RECORD EXTRACTS:
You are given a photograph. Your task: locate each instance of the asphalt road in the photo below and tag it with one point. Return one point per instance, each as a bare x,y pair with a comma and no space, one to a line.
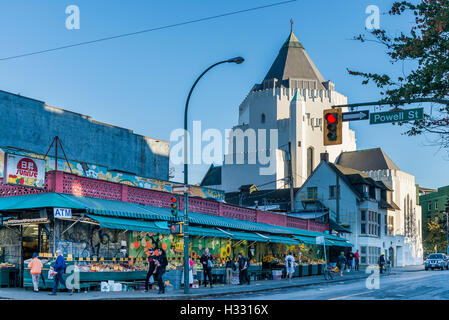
419,285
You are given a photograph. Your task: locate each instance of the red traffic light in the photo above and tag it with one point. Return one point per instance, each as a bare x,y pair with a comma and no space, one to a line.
331,118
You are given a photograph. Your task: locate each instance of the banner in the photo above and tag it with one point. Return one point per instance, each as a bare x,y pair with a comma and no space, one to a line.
25,171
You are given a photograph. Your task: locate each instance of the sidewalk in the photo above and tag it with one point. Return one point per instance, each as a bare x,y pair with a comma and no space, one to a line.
217,290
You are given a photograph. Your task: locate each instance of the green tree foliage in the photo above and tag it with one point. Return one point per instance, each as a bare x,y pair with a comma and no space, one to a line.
435,234
424,47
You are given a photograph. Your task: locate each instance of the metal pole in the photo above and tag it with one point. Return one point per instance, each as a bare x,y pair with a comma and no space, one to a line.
237,60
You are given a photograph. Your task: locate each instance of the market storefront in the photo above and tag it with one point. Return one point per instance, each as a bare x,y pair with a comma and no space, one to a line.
106,240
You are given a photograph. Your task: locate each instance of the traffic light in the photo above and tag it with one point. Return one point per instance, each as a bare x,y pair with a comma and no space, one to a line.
174,206
332,129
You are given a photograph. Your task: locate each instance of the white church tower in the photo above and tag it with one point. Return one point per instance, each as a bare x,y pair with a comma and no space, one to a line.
290,99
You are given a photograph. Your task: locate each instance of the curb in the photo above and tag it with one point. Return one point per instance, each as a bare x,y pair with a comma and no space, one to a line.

WORK REQUEST: Would you please copy the material exactly, leaving all the pictures out?

EXERCISE RESULT:
You are given a photograph. Your task: locate each instance of the asphalt road in the photo below and tag it with one point. Return one point per instance, each as a bare x,y pair with a comma and no space, one to a line.
419,285
You are given a photograph. Your task: locate each instance of the red traffic light in the photo above and tag it with one point. Return one point per instance, each as a bare x,y pair with a comma and no space, one to a line.
331,118
You are given a photograph. Your task: locate each instance of the banner in the photo above and tag it with one point. Return one point per instance, each as a bare x,y pair with a comma and no space, one to a line.
25,171
You are given a photograph. Your task: locate each instance of the sidewalk in the photo above and tag it with one point. Return one point per instance, each as a bare x,y pair with a comma and no space, one to a line.
217,290
You are given a photograph. Your task: locate each instance of the green tree foliage in the photo above and tag it with one point. Return one point per instance, each as a bare x,y pair with a comma and no space, one to a line.
435,234
424,47
You are given a photograph. Your task: locate each instance of the metal pole in the photo above and tag it with one point. Return one point per instance, each as a bare x,y pair with a comma and no space, one to a line.
237,60
You are given a photograph. Your task: locate each instance of the market storefront in the photo above and tag it with one point. Return one point per instance, each as a bare x,y pair with a comma and no space, one to a line.
106,240
You are given a photograph. Your task: locate each instance of the traffic light in the photo above and tag it with one point. Return one point per instance, each as a bare x,y pair with a comma and no space, one to a line.
174,206
332,129
You are given a photograph. Your task: locate each instance of the white church tower in the photo above and tag it with one point. Return one point per instance, each as a bare x,y pair with a comma and no space, one to a line.
290,99
You are given a photograph. Your task: locate each instance of the curb in the photo above and tag it with one point. Return one point per instance, each as a bare x,y pair with a comma and no space, one to a line.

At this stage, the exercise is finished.